Starting Out as a Vegetarian

In the United States, there are approximately 12.4 million vegetarians. There are many reasons people consider a vegetarian diet including health, animal welfare, concerns about the use of antibiotics and hormones in livestock, or to conserve environmental resources and help with climate change.

The switch to a vegetarian diet is easier than you might imagine. The key is to take things slow. Some people start out abstaining from red meat. After a few weeks or a few months, they remove chicken from their diets, and eventually give up fish and other animal products. Others do well jumping in cold turkey. It all depends on your personality and level of preparedness.

To prepare, find appealing recipes online – especially from our website – or in a cookbook (you can get many from the library) and shop to get all the necessary ingredients. Studies show the average family usually eats the same eight to nine meals repeatedly. Start off with eight or nine good recipes that will allow you to vary your meals and not get bored. Replace any recipes that you didn’t like and add new recipes when you are feeling adventurous. Use processed meat substitutes in moderation as they can be high in calories, fat, and sodium. Make sure you read product labels or make your own vegetarian burgers – they are easy to make and you can control of all the ingredients.

One of the fun things about becoming vegetarian, is that it often spurs people to try ethnic foods that they may not have been bold enough to try before. Great vegetarian dishes can be found from Italy, India, Thailand, China, Ethiopia, Morocco, Mexico and South America.

If you have kids, try pairing a dish from Thailand with a discussion about the country, the people, the spices, to connect it to the food you are eating. You may find less resistance and more open minds to new restaurant and dishes.

If you are cooking for others that may not be eating vegetarian, then you can easily modify some of the dishes you are making to allow for a vegetarian portion. For example, if you are you making pizza, simply substitute meat for vegetables on part of the pizza. If you enjoy pasta, make it primavera style or substitute marinara for meat sauce for your portion. Taco night can be substituted with a simple and incredibly flavorful black bean enchilada casserole. Breakfast can consist of yogurt, substituting almond or coconut yogurt if desired, and protein muffins with fruit. When family members are having sandwiches, make a delicious Italian style pepper and egg sandwich – you won’t miss the meat!
########
## CHECK YOUR UNDERSTANDING
a - List every place that the article on starting out as a vegetarian names as a source of great vegetarian dishes.
b - From the vegetarian article, quote everything from "One of the fun" down to "and South America.".
c - Extend the article on starting out as a vegetarian, beginning after its final sentence.
The items that come next have no connection to the article on starting out as a vegetarian.

## INFORMATION GIVEN
########
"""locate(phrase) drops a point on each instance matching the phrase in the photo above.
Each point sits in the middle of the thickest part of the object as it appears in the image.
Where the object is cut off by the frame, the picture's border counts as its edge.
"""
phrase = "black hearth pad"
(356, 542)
########
## EXPECTED RESULTS
a - Italy, India, Thailand, China, Ethiopia, Morocco, Mexico, South America

b -
One of the fun things about becoming vegetarian, is that it often spurs people to try ethnic foods that they may not have been bold enough to try before. Great vegetarian dishes can be found from Italy, India, Thailand, China, Ethiopia, Morocco, Mexico and South America.

c -
One last thing. Be sure to let your family and friends know that you are becoming a vegetarian and the types of food you eat and what you now avoid. When they invite you over for dinner, offer to bring a vegetarian dish so they don’t have to worry about making a dish that may contain products you do not consume. Be prepared for questions on why you are becoming a vegetarian – some people are naturally curious, while others will like to debate – it’s definitely not something that should be a divisive issue.

You may want to site the following benefits of being a vegetarian to help them understand your choice.

 

Better Heart Health  

Going vegetarian can reduce your chances of heart disease by 42%. If you have a history of heart disease in your family, this is an important consideration. Vegetarians have lower blood pressure, lower cholesterol, and lower risk of ischemic heart disease

 

Reduced Cancer Risk

Large studies in England and Germany demonstrated that vegetarians were 40% less likely to develop cancer compared to meat eaters.

 

Reduce Type 2 Diabetes Risk

A predominantly plant-based diet can reduce the risk for type 2 diabetes by 50%.

 

Healthy Weight –

Research shows that vegetarians are leaner than their meat-eating counterparts and that eating a vegetarian diet can help with weight loss as well as help to maintain a healthy weight over time.

 

Better Mood

Arachidonic acid found in Omega 6 was found to cause neuroinflammation which increases the risk of suicide and depression. Those who followed a vegetarian diet were less likely to suffer from depression. Switching to a vegetarian diet is also associated with better mental health.